## Your objective
Pull out every line of the items below that contains the string "patch". Case counts, so match capital and lowercase letters precisely.

## Data provided

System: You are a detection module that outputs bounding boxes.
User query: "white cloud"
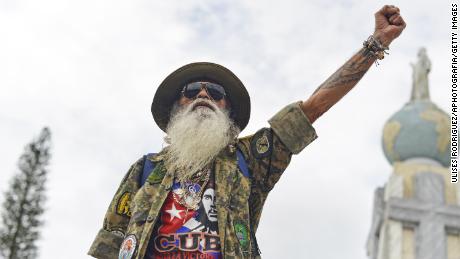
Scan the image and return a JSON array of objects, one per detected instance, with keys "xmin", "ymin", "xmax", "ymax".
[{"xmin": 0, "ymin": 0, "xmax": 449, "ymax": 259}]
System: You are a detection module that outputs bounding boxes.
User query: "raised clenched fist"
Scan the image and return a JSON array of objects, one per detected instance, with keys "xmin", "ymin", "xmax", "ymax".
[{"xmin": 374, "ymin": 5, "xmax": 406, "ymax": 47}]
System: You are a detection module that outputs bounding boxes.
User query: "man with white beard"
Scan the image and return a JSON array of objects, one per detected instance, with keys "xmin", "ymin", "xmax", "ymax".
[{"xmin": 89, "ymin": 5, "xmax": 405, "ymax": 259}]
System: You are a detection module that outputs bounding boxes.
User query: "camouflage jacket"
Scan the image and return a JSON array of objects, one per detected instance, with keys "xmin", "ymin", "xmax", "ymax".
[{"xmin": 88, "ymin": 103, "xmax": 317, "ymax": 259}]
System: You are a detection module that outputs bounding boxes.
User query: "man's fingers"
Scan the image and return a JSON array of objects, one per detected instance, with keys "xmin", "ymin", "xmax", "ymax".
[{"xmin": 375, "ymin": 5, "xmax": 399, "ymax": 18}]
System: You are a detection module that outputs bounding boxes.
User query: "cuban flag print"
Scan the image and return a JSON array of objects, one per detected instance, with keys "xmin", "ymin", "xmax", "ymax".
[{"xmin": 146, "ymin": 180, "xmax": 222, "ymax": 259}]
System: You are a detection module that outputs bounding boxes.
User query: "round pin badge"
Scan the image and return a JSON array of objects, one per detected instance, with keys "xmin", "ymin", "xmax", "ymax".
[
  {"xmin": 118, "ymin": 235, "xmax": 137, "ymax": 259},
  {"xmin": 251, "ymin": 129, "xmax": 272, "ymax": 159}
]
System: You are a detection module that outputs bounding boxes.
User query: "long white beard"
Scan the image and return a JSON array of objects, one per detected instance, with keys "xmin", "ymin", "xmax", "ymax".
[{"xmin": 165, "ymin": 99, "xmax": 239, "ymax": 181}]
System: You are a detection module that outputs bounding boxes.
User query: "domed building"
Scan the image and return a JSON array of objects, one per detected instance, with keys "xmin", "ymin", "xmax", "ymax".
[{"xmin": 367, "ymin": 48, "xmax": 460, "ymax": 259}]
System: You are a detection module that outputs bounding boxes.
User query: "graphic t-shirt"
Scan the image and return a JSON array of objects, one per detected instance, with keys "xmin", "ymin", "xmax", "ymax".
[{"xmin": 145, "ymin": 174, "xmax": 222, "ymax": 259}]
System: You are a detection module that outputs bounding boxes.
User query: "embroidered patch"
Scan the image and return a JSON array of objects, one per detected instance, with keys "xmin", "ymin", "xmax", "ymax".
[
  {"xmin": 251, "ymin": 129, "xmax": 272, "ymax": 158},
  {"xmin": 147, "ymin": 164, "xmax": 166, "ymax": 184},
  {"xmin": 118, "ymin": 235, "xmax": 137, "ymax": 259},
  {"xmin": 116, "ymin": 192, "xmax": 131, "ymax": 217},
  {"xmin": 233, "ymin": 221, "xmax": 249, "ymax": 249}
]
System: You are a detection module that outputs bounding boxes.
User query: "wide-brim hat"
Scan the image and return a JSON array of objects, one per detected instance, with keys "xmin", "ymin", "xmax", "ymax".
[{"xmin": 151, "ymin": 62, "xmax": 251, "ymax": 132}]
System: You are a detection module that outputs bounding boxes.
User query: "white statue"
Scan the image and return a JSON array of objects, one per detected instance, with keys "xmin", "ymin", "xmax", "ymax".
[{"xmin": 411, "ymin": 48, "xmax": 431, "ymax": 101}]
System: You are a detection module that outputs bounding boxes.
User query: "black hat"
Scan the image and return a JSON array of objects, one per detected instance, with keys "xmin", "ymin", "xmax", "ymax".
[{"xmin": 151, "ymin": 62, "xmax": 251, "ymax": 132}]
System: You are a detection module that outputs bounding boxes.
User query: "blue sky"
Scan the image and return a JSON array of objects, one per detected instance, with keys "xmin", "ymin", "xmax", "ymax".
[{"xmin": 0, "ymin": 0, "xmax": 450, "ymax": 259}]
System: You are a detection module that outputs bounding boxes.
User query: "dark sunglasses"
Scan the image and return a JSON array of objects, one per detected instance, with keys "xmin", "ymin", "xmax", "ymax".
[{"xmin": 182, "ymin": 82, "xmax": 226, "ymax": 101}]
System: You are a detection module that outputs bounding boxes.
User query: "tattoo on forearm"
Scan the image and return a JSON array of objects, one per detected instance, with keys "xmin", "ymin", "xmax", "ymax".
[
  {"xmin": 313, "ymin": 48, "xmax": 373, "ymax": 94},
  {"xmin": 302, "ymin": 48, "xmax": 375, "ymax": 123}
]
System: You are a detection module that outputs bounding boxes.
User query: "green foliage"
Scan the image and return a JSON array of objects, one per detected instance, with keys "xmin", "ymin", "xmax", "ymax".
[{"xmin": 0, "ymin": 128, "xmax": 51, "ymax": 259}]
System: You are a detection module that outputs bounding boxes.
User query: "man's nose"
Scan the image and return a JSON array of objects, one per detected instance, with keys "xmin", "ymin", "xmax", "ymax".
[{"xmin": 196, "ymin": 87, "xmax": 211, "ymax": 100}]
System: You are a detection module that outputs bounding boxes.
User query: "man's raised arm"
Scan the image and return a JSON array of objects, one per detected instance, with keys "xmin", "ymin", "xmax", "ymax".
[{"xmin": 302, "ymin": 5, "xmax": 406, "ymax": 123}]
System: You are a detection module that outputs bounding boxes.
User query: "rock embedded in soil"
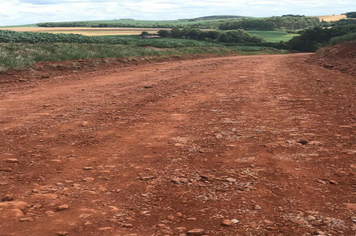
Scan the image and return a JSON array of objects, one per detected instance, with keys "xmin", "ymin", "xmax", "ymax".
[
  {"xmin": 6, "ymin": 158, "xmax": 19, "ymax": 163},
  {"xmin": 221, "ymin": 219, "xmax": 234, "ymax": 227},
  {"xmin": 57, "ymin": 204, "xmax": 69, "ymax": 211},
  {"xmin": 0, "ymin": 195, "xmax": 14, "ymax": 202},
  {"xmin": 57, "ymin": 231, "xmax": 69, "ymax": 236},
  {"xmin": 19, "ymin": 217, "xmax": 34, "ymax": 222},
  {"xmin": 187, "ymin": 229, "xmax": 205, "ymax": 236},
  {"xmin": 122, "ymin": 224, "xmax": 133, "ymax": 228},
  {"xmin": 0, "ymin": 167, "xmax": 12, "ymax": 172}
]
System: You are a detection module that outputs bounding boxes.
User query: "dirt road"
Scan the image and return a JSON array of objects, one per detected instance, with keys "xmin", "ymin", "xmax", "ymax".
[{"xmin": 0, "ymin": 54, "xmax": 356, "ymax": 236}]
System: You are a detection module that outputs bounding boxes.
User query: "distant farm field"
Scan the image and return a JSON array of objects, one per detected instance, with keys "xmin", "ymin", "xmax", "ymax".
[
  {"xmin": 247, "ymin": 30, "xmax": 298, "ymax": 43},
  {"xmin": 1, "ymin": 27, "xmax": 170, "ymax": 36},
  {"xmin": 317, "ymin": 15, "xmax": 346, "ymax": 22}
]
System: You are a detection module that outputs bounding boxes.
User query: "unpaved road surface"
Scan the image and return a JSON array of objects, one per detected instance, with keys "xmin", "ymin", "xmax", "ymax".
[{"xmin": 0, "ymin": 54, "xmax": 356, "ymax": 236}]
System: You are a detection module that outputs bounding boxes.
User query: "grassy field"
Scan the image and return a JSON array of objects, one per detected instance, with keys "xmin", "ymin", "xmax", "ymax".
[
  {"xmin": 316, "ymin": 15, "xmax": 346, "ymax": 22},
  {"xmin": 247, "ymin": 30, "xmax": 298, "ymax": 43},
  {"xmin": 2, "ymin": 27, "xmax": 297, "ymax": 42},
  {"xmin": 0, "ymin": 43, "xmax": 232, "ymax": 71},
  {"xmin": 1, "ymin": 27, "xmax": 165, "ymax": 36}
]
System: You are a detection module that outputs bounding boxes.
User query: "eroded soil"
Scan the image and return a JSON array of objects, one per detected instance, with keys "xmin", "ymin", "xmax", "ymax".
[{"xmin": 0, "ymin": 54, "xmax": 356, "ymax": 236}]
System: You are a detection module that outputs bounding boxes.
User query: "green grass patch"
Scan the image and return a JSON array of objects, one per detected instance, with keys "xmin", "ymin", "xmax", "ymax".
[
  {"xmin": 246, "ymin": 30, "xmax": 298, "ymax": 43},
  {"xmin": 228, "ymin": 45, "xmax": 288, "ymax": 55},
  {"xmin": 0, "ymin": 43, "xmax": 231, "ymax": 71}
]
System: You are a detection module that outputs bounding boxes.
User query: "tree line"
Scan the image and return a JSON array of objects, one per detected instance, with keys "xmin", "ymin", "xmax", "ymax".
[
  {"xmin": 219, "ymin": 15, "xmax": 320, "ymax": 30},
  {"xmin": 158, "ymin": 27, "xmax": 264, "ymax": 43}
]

## Task result
User query: "embroidered patch"
User query: "green grass patch"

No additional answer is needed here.